Passage:
# # # # #
Justin Hyde writing for Reuters reported that "Between interest-free loans of up to five years and cash rebates as high as $7,000, automakers appear to have kept their U.S. sales running at a healthy rate in July, albeit at a high price to their profits.

While industry analysts' predictions for sales results vary widely, the average forecast calls for a seasonally adjusted annual rate of 17.3 million vehicles in July, with an increase in volume over July 2001 of a few percent.

And all credit the strength of the market to zero percent financing deals and high rebates offered by General Motors Corp., (GM.N) Ford Motor Co. (F.N) and DaimlerChrysler AG's Chrysler arm (DCX.N)(DCXGn.DE).

All three are averaging about $2,600 per vehicle sold in incentives, according to analysts, and the average number doesn't reflect some of the new highs being reached as automakers try to clear out 2002 models before 2003 versions reach dealers' lots.

GM on Thursday said it was raising rebates on its minivans to $4,000; Ford has a $7,000 rebate on its Lincoln Continental luxury sedan. And import automakers are not immune from dealing -- Toyota Motor Corp. (7203.T) is offering low financing rates and rebates up to $1,300 on a few models.

"So much discounting was going on in early July that the average transaction price fell to under $22,000 -- about $300 less than the June average -- on a slightly richer mix of vehicles," said industry analyst Art Spinella with CNW Marketing Research.

New vehicle sales account for roughly 20 percent of U.S. retail sales, and are a closely watch barometer of the consumer spending that accounts for two-thirds of the U.S. economy.
# # # # #
Dataset section:
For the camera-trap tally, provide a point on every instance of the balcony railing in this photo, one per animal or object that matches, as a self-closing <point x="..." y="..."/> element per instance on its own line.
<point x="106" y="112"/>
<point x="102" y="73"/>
# # # # #
Problem description:
Decide whether each statement below agrees with the report on July U.S. auto sales. For each, answer yes or no and quote the words of the report that settle it.
1. Ford is offering a $7,000 rebate on its Lincoln Continental.
2. In early July, the average transaction price rose above the June average.
3. Toyota is offering rebates of up to $4,000 on some models.
The data that accompany this page are not needed.

Solution for this exercise:
1. Yes: "Ford has a $7,000 rebate on its Lincoln Continental luxury sedan."
2. No: "the average transaction price fell to under $22,000 -- about $300 less than the June average"
3. No: "Toyota Motor Corp. (7203.T) is offering low financing rates and rebates up to $1,300 on a few models."